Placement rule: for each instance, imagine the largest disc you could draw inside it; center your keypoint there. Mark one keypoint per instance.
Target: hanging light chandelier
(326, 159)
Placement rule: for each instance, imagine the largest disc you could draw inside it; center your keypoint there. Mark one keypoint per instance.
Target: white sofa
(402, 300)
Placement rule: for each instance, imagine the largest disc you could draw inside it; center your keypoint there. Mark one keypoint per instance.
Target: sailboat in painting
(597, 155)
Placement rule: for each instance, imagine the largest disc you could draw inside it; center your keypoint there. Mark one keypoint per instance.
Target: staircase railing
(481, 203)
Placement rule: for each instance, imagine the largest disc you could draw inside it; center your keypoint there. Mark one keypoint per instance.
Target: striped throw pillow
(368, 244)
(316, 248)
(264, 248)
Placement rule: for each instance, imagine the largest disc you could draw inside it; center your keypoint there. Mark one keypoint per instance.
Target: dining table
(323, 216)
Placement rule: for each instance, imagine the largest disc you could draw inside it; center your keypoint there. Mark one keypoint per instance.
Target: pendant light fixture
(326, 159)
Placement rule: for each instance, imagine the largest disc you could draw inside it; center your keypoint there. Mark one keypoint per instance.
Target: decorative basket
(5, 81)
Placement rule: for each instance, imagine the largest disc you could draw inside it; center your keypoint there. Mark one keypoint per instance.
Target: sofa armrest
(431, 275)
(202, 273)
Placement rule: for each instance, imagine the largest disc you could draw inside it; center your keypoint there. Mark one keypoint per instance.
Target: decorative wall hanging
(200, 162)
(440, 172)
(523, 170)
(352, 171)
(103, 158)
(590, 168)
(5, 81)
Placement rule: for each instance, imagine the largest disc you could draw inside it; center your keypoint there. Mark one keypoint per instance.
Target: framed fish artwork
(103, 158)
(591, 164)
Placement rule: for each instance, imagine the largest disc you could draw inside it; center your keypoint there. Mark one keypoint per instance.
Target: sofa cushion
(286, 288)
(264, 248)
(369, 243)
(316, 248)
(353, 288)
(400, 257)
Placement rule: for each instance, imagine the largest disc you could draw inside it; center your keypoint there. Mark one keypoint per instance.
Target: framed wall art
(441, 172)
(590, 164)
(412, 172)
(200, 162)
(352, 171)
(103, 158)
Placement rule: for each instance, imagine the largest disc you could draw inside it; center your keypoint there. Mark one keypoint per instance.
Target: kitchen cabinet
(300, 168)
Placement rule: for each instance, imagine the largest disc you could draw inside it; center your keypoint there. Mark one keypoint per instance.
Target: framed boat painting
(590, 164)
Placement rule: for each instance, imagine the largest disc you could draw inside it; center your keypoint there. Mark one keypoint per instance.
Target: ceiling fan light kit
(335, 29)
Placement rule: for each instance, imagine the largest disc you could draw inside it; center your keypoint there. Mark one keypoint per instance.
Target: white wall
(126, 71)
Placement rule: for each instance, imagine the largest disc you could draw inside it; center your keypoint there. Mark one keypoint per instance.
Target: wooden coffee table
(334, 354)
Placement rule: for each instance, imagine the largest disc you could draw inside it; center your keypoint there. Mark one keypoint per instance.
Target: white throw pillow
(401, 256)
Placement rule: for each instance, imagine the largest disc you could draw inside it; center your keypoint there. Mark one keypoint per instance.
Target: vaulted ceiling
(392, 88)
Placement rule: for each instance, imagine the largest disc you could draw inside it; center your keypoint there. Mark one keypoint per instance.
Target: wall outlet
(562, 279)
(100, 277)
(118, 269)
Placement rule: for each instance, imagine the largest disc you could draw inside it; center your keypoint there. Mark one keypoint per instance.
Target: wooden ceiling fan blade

- - - - -

Would you reproduce the material above in full, exactly as given?

* Right answer *
Placement rule: for each instance, imagine the largest disc you could draw inside it; center your keypoint there. Mark one keypoint per instance.
Target: hanging light chandelier
(326, 159)
Placement rule: for each instance, imagine the largest disc you could draw inside it; center your keypoint there. Mark one keypoint per instance.
Target: white sofa
(402, 300)
Placement rule: for each instance, imagine the largest disc you could draw inside it; center your keypoint there. Mark one keypoint per instance.
Target: sailboat in painting
(597, 155)
Placement rule: for each instance, imagine the largest disc you could draw inside it; center your keypoint there. Mark one keypoint per instance.
Target: staircase railing
(481, 203)
Placement rule: for each instance, imagine the largest disc you could draw inside it; center your keypoint there. Mark one keypoint per instance.
Target: striped throw pillow
(368, 244)
(316, 248)
(264, 248)
Placement rule: for each instance, imagine the largest disc you could draw inside it; center your keypoint there. Mark one keypoint per instance.
Target: dining table
(323, 216)
Placement rule: for each instance, imagine the largest disc you could draw inside it; center your keypoint there. Mark one keypoint per instance.
Target: pendant light fixture
(326, 159)
Placement rule: for each instance, imagine the largest disc you could draw inside it; center your keypoint there. Mark one keypoint per instance.
Target: decorative basket
(5, 81)
Placement rule: for each instance, imagine the largest disc you could draw inside it; center your keypoint there. Mark one keypoint per instance.
Target: sofa armrest
(431, 275)
(202, 273)
Placement rule: for each instance, imagine the largest disc you could draw inside it; center your keypoint there. Mark one keypoint per instance.
Target: decorative wall hanging
(200, 162)
(440, 172)
(523, 170)
(352, 171)
(103, 158)
(590, 168)
(5, 81)
Placement rule: for each instance, imagine the largest disc you could draw inside it; center your keypoint there. Mark one keypoint per instance.
Target: framed fish artwork
(103, 158)
(591, 164)
Placement rule: for each instance, imagine the largest disc you could draw inside it; center your keypoint there. Mark one keypoint per instance.
Target: sofa cushion
(286, 288)
(264, 248)
(369, 243)
(316, 248)
(353, 288)
(400, 257)
Placement rule: for each instance, imagine the largest disc you could draw inside it; center your keypoint there. Mark one keypoint per instance.
Target: framed wall art
(441, 172)
(590, 164)
(412, 172)
(200, 162)
(352, 171)
(103, 158)
Placement rule: for each instance, imagine the largest disc you could draw inside it; center your keypoint there. Mark one keypoint per instance.
Target: kitchen cabinet
(300, 168)
Placement rule: for each instance, imagine the largest disc you could draw inside it; center your keypoint there. Mark one keypoint per instance.
Target: framed boat painting
(590, 164)
Placement rule: for each instance, imagine the largest disc you could draw inside it; center your keypoint there. Mark one keypoint per instance.
Target: ceiling fan light kit
(335, 29)
Placement rule: for each instance, imagine the largest disc you could draw inside it; center your keypoint there. Mark one keypoint per instance.
Target: white wall
(126, 71)
Placement rule: for each instance, imagine the largest disc you could draw inside it; center your keypoint there. Mark one keypoint per instance.
Target: wooden coffee table
(334, 354)
Placement rule: for each instance, imagine the largest disc you could draw inside it; center your keypoint there. Mark one keypoint per instance.
Target: white throw pillow
(401, 256)
Placement rule: for each instance, imagine the largest disc you could draw inside it; center your keypoint there. Mark one keypoint per instance.
Target: vaulted ceiling
(392, 88)
Placement rule: for each instance, imagine the largest disc you could draw inside it; center your keypoint there. Mark one keypoint per instance.
Target: wall outlet
(562, 279)
(100, 277)
(118, 269)
Placement rule: for each instance, imagine the largest disc you could draw inside it; center your keypoint there. Mark one keypoint per instance.
Target: wooden ceiling fan blade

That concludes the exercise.